**AIM:** Write out the listing below exactly, and omit any images you find in it.

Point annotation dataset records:
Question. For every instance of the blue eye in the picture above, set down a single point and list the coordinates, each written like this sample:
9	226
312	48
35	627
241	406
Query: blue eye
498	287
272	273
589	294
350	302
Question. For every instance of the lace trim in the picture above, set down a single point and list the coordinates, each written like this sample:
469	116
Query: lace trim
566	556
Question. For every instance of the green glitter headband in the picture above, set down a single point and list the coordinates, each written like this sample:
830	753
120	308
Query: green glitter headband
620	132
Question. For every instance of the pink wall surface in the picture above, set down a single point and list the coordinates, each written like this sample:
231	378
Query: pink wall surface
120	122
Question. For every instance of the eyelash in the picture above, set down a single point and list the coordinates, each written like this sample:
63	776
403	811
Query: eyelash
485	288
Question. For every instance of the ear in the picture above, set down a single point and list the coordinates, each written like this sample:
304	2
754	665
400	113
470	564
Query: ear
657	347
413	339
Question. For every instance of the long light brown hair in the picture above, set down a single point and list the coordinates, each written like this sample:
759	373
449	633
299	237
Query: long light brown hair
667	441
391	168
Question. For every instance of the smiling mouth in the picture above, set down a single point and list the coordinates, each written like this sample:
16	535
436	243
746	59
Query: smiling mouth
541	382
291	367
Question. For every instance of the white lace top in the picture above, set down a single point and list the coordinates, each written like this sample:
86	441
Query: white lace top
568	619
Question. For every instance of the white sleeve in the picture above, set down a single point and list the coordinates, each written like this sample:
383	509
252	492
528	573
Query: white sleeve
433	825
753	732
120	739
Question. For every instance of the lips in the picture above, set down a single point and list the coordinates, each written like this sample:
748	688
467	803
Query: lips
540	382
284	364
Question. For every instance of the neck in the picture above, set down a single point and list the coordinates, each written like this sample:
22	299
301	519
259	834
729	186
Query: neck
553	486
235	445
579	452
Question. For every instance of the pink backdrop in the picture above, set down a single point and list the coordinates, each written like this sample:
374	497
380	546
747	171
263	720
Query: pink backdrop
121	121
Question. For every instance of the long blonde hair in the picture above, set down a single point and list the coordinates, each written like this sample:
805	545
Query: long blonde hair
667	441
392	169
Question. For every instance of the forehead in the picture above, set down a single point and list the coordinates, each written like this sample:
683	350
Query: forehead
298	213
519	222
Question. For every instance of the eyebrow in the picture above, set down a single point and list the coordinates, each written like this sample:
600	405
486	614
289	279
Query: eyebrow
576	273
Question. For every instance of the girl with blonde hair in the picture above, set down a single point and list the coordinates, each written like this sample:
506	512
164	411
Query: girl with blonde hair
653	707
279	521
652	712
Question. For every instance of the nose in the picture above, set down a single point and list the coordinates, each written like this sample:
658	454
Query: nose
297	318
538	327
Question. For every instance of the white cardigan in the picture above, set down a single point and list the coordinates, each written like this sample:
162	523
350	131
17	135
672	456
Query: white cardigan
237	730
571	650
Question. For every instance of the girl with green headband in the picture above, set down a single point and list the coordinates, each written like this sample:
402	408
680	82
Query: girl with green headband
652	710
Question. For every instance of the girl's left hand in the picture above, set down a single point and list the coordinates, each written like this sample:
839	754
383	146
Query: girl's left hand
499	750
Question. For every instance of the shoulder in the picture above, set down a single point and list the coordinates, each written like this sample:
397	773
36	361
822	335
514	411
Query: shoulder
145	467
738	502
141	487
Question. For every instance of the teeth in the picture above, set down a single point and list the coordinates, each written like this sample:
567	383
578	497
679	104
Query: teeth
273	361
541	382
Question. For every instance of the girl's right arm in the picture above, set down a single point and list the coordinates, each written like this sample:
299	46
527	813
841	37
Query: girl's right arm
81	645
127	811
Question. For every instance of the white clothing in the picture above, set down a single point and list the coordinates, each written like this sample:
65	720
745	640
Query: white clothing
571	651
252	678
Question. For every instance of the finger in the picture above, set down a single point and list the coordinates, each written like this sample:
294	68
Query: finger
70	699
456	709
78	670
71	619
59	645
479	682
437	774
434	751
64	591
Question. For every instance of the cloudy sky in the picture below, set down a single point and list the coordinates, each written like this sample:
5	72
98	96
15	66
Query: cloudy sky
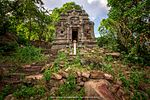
97	9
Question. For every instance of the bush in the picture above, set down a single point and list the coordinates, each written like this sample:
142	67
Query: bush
25	91
5	91
68	87
47	74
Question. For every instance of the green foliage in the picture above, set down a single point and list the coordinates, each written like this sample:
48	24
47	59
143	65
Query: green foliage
61	58
138	95
25	91
47	74
69	88
136	77
108	68
8	47
127	28
108	58
126	82
55	16
5	91
23	55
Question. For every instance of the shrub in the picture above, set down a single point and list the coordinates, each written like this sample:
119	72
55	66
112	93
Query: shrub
28	54
108	68
68	87
125	82
25	91
47	74
5	91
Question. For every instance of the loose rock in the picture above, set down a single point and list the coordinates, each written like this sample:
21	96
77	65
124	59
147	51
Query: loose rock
98	89
56	76
96	75
86	74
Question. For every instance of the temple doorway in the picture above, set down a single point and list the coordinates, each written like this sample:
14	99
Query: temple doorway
74	35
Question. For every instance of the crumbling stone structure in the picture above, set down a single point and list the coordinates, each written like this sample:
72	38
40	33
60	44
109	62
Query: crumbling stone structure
74	26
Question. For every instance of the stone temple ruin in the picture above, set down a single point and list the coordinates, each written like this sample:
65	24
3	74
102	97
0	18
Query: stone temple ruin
74	26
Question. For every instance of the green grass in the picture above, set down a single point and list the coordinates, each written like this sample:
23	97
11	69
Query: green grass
5	91
69	88
47	74
24	55
25	91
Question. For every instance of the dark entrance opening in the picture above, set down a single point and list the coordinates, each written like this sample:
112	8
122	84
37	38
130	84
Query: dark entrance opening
75	35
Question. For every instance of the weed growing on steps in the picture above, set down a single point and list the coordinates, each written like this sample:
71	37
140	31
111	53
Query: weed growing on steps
108	68
5	91
69	88
26	92
61	57
108	58
47	74
125	81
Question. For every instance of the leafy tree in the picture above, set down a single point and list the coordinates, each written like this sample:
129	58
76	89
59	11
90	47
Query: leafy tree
128	20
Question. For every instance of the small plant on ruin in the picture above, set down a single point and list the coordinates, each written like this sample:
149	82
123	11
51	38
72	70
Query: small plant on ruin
108	68
125	81
47	74
25	91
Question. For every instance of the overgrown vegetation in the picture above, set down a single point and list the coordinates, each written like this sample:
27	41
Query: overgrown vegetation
69	88
24	55
25	91
127	29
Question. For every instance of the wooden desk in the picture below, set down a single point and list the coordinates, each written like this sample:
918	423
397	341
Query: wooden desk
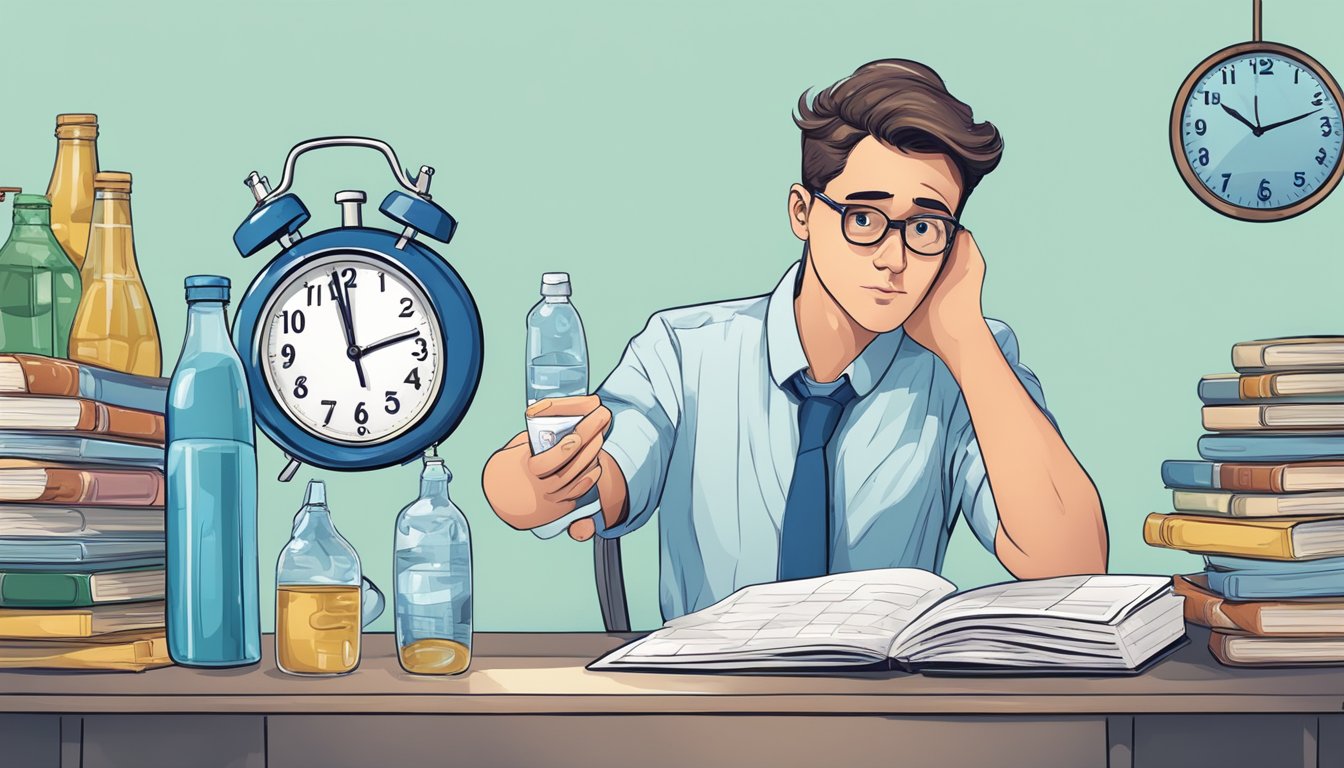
528	701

**PROBLEM SOLUTION:**
Question. For every instance of the blue eye in the picture above, set down a single point and list the coordinates, each written like this sample:
9	226
312	48
35	627
241	406
Query: blue eye
498	287
272	273
589	294
350	302
Question. For every instance of the lace trim in the picture above, set down a single point and list the coordinates, each written like this sample:
469	116
Query: lace trim
566	556
Question. For every instance of the green glitter headband in the picture above, set down a single point and list the coordinates, each written like this sample:
830	753
120	308
Query: green glitter headband
620	132
Question. For every instance of the pink wall surface in the picture above, set down a single point and list the coordinates, each written like this sample:
231	378
Query: pink wall surface
120	122
Question. For every instance of the eyelash in the picture above, set down a single point and list the coordinates, each written like this sample:
63	776
403	811
Query: eyelash
485	288
Question. For every instance of the ear in the picture above, set down a single point and list the coordinates, each written like this sample:
304	2
754	665
400	113
470	564
Query: ear
657	347
413	339
Question. For every instance of the long light brown hair in the picture above, set down a single point and list the coordinates, each written like this sample:
759	373
449	633
299	237
Query: long light brown hair
667	441
391	168
Question. For every instance of the smiling mouth in the picture above, set down a single point and list the coordinates, each written like this sample:
16	535
436	243
746	59
Query: smiling mouth
541	382
291	367
Question. For every instance of the white lace top in the picture above, set down a single point and list the coordinates, each written like this sample:
86	441
Query: white lace top
568	619
Question. For every instance of the white sleeve in the picture above, set down a single point and list the coordinates, each written like this sample:
383	509
252	492
528	573
Query: white sleeve
433	825
753	732
120	739
Question. For every instance of the lips in the picture above, set down a single point and list the coordinates, each written like this sample:
748	688
467	803
Query: lips
540	382
284	364
Question. For every instance of the neck in the picture above, set down a single point and list the coordinates, each written like this sample:
22	299
301	519
259	834
729	186
Query: neck
553	486
235	445
579	452
Question. For every instance of the pink backdrop in the picture above, set down a single point and list the coordinates, each written like this sample:
374	497
380	546
747	171
263	720
Query: pink backdrop
121	121
Question. For every instance of the long blonde hair in the picture above, set down a single point and list the coordinates, each written like this sample:
805	545
Query: long blonde hair
667	441
392	169
Question. For every instance of the forehead in the picture above, set down a single point and list the coordinates, each written like this sample:
683	350
Query: forehead
298	213
519	222
Question. For every instance of the eyebrow in the picture above, set down a single point and list the coordinates, each written like this sample:
600	405
486	614
289	279
Query: eyebrow
576	273
Question. For every instance of the girl with blonde hair in the picture above, set down a single point and list the coordinates, each written like this sample:
506	512
164	411
Query: girl with blonde hair
653	707
279	521
652	712
Question. For every instance of the nose in the picture above, set down a single point and list the coordinates, each written like this sample:
658	454
Query: nose
297	318
538	327
Question. For every instance of the white cardigan in the picture above, set down a single point and list the coordinates, each written like this sample:
162	523
350	131
17	135
672	456
Query: white cardigan
237	730
571	650
Question. For every instance of the girl with green headband in the picture above, set down a single point and list the coordinates, each written like this sample:
402	408
680	82
Query: girl with green headband
652	710
Question. For every instance of the girl's left hand in the picture above, set down a single point and list the coordinates, each written like this sample:
839	754
383	146
Query: girl's left hand
499	750
Question. For every instance of the shoulder in the picture above, set down a single point and list the coordinates, each written like this sample:
397	773
36	361
822	335
514	411
Query: shoulder
145	467
738	502
141	487
Question. For every instance of the teeth in the picture above, set down a single point and list the coordinates, each written like this sample:
567	383
578	497
679	104
Query: teeth
273	361
541	382
Question. For every instance of the girl's right arm in the picture above, set down a single point and list the coordinates, each written like this sample:
299	46
527	813
841	37
Query: girl's right arm
81	645
127	811
Question. For every instance of the white clothing in the picture above, set down a single point and list the coordinates, each written like this sample:
65	720
745	640
Query: white clothing
571	651
252	678
Question. For every instance of the finger in the picture above, set down a single point and list the coordinates, each written like this sample:
294	68
Query: finger
70	699
456	709
78	670
71	619
59	645
479	682
437	774
434	751
64	591
Question. For every instance of the cloudy sky in the picture below, set down a single point and list the coordinates, each written like this sample:
5	72
98	96
15	66
Query: cloudy sky
97	9
Question. For every instance of the bush in the picture above, set down a single point and list the coordinates, each written like this sample:
142	67
Query: bush
25	91
5	91
68	87
47	74
Question. For every instance of the green foliage in the picture above, set down a single point and list the coordinates, each written like this sample:
48	24
47	59
143	65
Query: green foliage
61	58
138	95
25	91
47	74
69	88
136	77
108	68
8	47
127	28
108	58
126	82
55	16
5	91
23	55
Question. For every instance of the shrub in the picture above, set down a single point and list the coordinates, each written like this sample:
119	72
55	66
112	93
Query: shrub
28	54
108	68
68	87
125	82
25	91
47	74
5	91
Question. For every instance of the loose rock in the picture above, set down a single point and list the coordinates, each written like this sample:
21	96
77	65
124	59
147	51
Query: loose rock
98	89
56	76
96	75
86	74
Question. For every instance of the temple doorway in the picture above, set down a single point and list the coordinates, each written like this sample:
14	99
Query: temple doorway
74	35
Question. For every instance of the crumbling stone structure in the picture above, set down a single point and list the coordinates, each written like this sample:
72	38
40	33
60	44
109	62
Query: crumbling stone structure
74	26
Question. For every instance of the stone temple ruin in the picture above, set down a single point and list the coordinates, each written like this sample:
65	24
3	74
102	97
0	18
Query: stone temple ruin
74	26
Question. For every instance of the green grass in the picture above, set down a single point and list the coordinates, each written like this sample:
23	97
11	69
Query: green grass
5	91
69	88
47	74
24	55
25	91
Question. For every instance of the dark entrance opening in the picture above, set down a single point and list the coordinates, each written like this sample:
112	8
122	84
37	38
130	84
Query: dark entrance opening
75	35
Question. For every instance of the weed growing on steps in the picture above, set down a single point and list the coordinates, each written like this sample:
71	37
140	31
111	53
Query: weed growing on steps
108	68
5	91
69	88
26	92
61	57
108	58
47	74
125	81
Question. For every instance of the leafy tree in the picture above, set down a single point and list the coordinates, each written like this sample:
129	58
76	89
59	11
90	47
Query: leafy tree
128	20
Question. For every instance of the small plant on ruin in the picture above, set down a single point and list the coordinates, each written like this sample:
149	82
123	11
51	38
72	70
Query: small plant on ruin
108	68
125	81
47	74
25	91
Question. For every instance of the overgrown vegetation in the picture above, set down a single point and list the coordinates, each written like this sample:
27	41
Query: overgrown vegetation
69	88
24	55
25	91
127	29
Question. For every instance of the wooden desk in the picture below, set down a single point and list the coordinates, each written like this sample:
918	423
397	341
Query: wooden desk
528	701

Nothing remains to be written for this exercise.